** start of Task input **

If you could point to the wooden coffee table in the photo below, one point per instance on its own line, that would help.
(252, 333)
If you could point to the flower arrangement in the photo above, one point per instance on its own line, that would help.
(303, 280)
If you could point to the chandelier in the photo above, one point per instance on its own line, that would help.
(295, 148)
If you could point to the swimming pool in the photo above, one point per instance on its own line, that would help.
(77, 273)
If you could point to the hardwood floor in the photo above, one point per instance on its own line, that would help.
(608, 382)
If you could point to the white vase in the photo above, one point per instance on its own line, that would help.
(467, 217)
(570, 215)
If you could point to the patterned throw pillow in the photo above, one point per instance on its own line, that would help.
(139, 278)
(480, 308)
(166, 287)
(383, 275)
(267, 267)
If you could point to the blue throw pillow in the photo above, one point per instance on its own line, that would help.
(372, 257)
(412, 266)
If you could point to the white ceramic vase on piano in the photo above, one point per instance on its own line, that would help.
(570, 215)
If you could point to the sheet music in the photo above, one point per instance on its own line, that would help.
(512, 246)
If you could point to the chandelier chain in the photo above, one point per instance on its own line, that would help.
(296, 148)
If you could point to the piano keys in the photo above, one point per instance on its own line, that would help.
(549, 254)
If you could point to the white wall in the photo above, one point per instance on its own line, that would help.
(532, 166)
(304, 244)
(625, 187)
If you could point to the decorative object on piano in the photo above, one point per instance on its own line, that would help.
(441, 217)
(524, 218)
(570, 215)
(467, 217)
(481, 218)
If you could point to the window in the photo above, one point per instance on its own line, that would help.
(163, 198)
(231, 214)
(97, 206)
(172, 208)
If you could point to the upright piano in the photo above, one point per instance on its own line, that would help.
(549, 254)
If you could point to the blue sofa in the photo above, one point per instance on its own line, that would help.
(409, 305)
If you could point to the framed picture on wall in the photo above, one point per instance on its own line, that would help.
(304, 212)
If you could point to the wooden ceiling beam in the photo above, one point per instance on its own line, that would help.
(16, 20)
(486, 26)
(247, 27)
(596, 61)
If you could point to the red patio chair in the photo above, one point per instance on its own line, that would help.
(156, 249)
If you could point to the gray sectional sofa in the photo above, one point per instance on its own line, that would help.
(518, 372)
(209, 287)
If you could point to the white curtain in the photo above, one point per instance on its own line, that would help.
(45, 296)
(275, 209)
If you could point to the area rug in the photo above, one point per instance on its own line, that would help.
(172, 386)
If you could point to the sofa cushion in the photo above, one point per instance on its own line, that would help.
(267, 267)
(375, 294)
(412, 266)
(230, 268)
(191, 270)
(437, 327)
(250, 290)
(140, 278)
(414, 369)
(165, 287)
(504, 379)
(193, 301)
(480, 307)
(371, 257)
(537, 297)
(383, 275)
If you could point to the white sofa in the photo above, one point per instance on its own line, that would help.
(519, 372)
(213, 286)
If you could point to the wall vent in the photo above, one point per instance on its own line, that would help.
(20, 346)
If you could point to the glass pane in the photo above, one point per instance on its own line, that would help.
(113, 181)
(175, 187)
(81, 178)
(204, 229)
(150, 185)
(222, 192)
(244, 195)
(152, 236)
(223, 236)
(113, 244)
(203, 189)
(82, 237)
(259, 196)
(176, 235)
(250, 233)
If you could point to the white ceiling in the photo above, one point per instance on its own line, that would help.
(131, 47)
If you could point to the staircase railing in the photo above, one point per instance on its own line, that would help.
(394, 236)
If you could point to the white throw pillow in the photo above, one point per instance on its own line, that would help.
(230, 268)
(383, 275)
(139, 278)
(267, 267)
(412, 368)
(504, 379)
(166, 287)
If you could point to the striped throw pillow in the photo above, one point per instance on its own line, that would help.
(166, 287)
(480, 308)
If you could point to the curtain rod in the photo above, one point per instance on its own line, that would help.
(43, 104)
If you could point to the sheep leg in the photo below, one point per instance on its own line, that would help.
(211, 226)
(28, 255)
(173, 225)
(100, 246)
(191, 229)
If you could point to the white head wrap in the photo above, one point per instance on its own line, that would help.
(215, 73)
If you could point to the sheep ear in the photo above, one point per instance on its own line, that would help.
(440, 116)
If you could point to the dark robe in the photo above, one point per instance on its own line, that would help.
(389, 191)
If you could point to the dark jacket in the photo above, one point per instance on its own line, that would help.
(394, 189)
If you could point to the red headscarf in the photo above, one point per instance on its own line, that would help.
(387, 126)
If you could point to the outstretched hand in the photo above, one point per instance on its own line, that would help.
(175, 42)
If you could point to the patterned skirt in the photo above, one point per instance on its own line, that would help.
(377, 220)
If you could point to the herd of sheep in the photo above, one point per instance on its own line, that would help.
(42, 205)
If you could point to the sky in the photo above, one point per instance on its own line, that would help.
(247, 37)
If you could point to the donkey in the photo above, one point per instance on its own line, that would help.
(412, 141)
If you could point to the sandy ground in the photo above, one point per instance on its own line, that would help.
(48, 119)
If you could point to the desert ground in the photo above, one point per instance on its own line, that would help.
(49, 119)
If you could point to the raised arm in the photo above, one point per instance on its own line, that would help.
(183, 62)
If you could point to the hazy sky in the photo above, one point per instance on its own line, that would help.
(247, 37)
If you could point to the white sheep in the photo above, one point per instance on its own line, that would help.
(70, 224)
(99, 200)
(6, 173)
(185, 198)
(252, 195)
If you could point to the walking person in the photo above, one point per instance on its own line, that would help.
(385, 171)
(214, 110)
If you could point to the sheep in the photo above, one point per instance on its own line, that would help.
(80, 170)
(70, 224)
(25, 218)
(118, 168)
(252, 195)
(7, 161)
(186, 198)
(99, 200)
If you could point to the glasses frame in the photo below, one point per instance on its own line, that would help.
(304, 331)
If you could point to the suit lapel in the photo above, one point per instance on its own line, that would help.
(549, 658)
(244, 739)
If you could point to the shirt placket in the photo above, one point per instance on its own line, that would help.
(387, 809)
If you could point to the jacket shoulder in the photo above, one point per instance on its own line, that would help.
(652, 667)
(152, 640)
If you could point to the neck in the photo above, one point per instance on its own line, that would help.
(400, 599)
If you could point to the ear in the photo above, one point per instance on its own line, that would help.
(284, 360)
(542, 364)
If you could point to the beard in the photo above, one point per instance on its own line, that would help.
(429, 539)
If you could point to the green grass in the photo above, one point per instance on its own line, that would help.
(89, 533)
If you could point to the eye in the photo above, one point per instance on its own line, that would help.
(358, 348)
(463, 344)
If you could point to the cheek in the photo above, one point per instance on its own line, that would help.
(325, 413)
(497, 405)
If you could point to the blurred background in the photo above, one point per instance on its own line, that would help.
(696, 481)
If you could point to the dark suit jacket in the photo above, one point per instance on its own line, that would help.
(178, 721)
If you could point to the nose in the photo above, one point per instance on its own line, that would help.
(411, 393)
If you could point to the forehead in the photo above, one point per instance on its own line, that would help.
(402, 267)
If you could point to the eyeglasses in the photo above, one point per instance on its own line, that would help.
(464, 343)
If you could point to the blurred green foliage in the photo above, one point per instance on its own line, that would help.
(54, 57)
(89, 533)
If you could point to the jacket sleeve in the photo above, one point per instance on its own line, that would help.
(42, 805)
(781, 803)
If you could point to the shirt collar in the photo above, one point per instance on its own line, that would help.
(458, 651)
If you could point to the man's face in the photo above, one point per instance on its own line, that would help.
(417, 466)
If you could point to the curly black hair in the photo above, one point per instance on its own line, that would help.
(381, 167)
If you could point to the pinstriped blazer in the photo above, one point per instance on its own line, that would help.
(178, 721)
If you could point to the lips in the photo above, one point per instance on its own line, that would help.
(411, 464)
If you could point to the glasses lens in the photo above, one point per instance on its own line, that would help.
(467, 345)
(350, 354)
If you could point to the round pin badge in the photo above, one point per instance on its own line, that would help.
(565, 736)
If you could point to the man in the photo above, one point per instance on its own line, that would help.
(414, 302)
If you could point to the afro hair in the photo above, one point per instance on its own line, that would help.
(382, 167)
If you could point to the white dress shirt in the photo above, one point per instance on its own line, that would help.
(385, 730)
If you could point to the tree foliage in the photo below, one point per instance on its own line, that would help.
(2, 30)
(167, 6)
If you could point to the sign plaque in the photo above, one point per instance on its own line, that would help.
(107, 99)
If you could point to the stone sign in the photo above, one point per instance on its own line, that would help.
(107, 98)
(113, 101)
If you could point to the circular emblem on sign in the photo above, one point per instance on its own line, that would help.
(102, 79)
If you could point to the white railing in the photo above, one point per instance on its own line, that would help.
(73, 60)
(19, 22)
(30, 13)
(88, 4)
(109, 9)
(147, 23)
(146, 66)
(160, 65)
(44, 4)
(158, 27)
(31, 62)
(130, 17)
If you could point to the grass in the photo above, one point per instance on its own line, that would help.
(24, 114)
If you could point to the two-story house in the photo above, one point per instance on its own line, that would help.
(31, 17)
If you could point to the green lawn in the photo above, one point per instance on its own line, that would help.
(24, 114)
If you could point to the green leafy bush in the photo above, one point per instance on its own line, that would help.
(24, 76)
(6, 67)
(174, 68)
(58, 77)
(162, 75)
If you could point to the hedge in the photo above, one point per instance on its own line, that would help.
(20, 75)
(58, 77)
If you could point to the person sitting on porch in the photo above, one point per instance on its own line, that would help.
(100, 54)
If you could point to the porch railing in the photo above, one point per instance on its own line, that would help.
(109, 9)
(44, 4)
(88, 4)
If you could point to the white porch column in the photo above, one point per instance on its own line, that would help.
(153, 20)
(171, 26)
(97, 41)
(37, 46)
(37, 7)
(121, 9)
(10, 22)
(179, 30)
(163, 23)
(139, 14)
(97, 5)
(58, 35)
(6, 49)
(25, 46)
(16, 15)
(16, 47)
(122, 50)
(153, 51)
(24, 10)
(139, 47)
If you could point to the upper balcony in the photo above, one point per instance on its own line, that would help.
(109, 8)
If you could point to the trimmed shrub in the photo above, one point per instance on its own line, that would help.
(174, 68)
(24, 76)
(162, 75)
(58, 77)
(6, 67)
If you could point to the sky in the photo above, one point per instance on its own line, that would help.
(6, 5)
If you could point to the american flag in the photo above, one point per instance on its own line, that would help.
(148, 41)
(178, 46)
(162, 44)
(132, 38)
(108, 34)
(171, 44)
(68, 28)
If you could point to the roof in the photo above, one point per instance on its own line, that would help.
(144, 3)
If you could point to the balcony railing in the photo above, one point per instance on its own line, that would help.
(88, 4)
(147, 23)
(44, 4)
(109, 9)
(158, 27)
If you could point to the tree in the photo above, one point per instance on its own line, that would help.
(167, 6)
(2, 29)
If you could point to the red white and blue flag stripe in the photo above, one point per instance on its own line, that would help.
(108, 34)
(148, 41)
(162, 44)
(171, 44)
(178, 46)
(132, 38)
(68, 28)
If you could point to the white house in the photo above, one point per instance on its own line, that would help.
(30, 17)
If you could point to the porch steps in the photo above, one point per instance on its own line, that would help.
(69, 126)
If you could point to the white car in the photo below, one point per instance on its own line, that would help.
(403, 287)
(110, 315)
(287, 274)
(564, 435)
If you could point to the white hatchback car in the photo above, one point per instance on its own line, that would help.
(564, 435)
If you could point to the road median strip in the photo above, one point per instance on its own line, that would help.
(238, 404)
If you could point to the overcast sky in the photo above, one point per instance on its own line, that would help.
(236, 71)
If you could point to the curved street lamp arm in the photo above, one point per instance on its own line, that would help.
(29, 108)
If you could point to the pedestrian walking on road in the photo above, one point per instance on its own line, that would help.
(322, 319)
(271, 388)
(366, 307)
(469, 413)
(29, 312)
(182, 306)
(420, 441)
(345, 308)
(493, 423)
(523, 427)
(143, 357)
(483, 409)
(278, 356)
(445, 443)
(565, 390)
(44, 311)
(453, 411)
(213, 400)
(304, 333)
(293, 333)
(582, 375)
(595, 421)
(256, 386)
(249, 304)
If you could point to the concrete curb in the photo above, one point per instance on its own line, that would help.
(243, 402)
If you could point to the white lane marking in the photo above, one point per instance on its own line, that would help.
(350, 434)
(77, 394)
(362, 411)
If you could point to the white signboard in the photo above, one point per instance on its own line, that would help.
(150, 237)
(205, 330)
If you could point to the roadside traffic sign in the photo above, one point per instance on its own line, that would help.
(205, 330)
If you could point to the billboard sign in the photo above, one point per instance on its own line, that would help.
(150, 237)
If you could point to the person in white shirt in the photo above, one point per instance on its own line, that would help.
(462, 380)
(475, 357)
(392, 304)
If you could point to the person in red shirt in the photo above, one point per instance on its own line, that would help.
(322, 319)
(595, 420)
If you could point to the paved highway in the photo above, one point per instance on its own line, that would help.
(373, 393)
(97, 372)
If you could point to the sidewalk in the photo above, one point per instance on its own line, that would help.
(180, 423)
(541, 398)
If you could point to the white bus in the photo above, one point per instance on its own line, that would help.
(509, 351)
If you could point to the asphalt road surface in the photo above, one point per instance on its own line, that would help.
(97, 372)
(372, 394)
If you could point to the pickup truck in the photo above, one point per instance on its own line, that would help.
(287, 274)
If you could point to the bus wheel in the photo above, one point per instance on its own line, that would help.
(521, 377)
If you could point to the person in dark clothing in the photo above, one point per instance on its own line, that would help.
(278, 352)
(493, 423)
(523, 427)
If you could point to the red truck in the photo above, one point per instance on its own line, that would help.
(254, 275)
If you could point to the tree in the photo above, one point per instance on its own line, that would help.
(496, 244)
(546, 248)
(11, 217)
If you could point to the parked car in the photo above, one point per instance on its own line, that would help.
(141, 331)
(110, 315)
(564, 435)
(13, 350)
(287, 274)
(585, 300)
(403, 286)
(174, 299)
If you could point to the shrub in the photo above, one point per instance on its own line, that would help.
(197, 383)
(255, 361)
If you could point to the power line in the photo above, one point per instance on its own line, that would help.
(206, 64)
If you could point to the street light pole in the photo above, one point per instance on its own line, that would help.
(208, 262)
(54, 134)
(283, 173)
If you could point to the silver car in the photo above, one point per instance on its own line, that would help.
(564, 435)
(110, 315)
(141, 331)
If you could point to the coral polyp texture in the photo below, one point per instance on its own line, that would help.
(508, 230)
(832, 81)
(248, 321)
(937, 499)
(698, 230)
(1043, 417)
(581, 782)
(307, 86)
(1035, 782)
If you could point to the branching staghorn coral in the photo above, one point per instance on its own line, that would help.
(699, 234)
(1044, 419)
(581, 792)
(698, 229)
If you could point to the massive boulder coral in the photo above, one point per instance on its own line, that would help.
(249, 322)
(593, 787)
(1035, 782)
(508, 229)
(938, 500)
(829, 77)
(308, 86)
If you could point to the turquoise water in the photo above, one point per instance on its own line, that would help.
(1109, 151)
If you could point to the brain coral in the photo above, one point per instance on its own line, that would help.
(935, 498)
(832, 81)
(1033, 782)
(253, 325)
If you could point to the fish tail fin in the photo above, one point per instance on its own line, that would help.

** end of Task input **

• _Directions for this task_
Your task is to return, exactly and on their own, the lines from the one containing "If you could point to the silver" through the last line of the listing.

• _Written reply_
If you could point to the silver car in the photo above, one point per instance on its own line, that would help.
(564, 435)
(110, 315)
(141, 331)
If you could point to the coral polyp texture in the photo below, one point per instance on its own line, that would help.
(508, 230)
(832, 81)
(248, 321)
(937, 499)
(698, 230)
(1043, 417)
(581, 782)
(307, 86)
(1035, 782)
If you could point to the branching staghorn coral in the photo above, one point per instance on its own line, that would help.
(699, 234)
(1044, 419)
(581, 792)
(698, 229)
If you could point to the massive boulder coral in the photo above, one point per instance on its own line, that would help.
(249, 322)
(593, 787)
(1035, 782)
(508, 229)
(938, 500)
(829, 77)
(308, 86)
If you could point to the turquoise water in the photo above, one point per instance on its own line, that would help.
(1109, 151)
If you could point to the brain coral in the photo above, one point per instance on its own line, that would help.
(935, 498)
(832, 81)
(1033, 782)
(253, 325)
If you could point to the fish tail fin in the photo above, one point per instance on its own line, that would help.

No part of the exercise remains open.